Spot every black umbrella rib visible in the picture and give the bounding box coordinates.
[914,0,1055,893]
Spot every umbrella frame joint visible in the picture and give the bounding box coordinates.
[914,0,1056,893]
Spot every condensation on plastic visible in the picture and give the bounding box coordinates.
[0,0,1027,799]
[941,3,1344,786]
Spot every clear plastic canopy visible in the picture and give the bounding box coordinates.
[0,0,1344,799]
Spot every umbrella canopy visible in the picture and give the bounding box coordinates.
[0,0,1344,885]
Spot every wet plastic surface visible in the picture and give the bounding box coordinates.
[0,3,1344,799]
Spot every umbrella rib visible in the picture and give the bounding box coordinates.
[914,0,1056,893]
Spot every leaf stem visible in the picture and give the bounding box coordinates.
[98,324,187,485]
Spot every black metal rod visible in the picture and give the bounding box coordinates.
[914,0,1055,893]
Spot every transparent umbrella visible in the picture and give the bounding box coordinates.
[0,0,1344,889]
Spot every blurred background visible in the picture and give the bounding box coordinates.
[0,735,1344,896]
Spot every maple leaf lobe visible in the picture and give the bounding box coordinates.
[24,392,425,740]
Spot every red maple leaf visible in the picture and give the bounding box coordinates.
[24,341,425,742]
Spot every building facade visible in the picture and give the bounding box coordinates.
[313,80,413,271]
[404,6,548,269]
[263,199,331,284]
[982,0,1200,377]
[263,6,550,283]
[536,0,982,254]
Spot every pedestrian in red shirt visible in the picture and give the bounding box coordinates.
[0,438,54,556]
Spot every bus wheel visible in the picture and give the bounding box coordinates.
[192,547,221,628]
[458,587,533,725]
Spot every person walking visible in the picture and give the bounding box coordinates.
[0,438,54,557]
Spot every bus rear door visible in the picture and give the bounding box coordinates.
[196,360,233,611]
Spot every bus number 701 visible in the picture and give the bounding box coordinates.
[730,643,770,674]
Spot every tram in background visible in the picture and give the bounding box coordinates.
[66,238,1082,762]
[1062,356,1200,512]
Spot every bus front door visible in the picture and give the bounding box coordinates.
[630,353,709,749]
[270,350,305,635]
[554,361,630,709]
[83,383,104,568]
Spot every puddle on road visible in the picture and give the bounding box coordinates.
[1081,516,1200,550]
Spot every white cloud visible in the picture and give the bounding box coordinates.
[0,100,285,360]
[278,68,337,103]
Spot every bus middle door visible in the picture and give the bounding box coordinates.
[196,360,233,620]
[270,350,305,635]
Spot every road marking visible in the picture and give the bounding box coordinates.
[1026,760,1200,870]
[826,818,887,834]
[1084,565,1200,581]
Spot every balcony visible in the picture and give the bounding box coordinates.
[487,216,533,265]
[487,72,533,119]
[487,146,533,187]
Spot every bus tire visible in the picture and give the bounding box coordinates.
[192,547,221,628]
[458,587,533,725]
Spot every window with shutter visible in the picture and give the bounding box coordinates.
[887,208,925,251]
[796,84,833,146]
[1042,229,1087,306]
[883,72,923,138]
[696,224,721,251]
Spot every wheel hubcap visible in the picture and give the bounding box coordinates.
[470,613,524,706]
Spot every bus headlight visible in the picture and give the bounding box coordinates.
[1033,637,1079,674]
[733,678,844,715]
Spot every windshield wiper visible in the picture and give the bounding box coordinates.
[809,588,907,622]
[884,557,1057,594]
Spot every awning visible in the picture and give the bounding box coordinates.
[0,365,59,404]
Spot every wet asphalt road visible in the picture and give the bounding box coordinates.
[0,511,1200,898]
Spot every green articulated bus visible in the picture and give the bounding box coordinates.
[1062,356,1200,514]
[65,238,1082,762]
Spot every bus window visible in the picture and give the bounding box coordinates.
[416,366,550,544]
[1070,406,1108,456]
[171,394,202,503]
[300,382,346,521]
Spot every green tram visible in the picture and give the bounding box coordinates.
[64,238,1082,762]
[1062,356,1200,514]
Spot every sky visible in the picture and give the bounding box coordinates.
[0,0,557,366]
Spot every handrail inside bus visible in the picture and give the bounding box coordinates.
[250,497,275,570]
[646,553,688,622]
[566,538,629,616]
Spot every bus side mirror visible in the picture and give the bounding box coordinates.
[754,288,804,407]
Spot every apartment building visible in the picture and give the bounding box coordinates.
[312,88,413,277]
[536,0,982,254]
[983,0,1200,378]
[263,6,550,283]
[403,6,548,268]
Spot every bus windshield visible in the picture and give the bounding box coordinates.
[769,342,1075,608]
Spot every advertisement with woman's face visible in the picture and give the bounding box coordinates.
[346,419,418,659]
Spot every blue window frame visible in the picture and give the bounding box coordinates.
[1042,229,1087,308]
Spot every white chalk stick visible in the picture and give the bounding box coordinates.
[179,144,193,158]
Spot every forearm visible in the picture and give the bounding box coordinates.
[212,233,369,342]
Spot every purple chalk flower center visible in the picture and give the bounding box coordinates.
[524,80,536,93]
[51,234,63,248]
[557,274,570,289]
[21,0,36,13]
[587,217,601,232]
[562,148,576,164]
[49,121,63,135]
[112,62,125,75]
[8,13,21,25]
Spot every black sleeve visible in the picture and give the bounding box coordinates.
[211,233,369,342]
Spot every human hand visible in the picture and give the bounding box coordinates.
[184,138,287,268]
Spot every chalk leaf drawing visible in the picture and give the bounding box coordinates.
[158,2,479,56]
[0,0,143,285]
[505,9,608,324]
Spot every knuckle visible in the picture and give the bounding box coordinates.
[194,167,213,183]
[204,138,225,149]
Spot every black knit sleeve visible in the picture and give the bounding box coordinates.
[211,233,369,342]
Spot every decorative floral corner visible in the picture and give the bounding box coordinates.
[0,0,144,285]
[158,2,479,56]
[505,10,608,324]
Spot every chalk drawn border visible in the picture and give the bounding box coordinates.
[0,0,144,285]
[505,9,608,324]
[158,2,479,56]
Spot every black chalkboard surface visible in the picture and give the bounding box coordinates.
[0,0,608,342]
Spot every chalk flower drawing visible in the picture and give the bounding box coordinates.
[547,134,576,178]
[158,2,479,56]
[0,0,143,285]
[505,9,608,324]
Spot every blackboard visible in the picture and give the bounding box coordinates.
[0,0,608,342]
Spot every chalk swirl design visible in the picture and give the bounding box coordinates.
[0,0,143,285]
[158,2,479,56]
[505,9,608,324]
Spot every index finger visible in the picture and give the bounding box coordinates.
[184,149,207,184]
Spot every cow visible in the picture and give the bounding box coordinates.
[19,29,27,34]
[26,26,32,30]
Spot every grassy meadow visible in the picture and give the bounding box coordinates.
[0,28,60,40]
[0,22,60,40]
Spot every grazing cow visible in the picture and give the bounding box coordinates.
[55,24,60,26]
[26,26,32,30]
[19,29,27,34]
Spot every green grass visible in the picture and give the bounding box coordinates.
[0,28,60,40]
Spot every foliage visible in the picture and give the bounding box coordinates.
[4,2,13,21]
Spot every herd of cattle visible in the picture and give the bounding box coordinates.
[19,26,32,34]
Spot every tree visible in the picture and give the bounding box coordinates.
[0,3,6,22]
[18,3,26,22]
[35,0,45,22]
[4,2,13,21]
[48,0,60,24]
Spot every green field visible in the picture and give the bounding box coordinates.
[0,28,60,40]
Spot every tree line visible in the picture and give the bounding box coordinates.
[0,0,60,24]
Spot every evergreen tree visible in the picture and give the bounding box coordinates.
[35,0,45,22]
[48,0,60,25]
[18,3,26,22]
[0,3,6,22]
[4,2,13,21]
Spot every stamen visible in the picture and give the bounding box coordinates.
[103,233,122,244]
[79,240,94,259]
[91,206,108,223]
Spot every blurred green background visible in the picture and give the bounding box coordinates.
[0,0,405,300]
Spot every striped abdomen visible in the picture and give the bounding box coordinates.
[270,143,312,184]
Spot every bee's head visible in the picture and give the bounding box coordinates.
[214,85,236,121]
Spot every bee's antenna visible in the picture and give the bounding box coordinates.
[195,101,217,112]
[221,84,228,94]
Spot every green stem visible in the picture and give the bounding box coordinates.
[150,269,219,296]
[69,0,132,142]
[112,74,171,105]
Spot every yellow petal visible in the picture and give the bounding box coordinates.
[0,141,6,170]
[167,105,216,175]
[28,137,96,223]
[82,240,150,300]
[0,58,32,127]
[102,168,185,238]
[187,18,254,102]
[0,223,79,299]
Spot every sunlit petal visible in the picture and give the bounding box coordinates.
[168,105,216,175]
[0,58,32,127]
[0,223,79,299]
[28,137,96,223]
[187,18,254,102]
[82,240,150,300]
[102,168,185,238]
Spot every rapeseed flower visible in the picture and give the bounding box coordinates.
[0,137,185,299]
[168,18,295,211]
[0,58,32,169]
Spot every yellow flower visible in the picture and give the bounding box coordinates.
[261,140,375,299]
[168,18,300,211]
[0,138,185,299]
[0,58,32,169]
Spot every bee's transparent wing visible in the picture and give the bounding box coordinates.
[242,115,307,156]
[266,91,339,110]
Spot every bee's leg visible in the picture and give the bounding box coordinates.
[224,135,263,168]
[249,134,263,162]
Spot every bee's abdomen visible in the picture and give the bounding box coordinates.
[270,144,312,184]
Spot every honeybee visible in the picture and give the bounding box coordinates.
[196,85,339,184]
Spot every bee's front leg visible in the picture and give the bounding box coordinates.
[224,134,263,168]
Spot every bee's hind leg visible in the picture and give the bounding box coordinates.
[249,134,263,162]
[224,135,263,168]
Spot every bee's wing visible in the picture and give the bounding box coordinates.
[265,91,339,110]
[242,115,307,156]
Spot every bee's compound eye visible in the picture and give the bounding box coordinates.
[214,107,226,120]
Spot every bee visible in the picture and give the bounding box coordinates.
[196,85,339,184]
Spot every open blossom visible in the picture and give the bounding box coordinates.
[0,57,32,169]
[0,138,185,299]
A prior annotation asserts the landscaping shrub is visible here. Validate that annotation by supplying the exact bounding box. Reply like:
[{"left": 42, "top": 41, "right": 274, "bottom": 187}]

- Your task
Can you give back the lines of the material starting at the one containing "Spot every foliage" and ending at the one containing "[19,26,32,34]", swapping "herd of cattle" for "group of cows" and keeping everything else the same? Return only those lines.

- Complete answer
Spot every foliage visible in the picture and give the bounding box coordinates.
[4,2,13,21]
Spot every group of cows visible in the picture and give the bounding box coordinates.
[19,26,32,34]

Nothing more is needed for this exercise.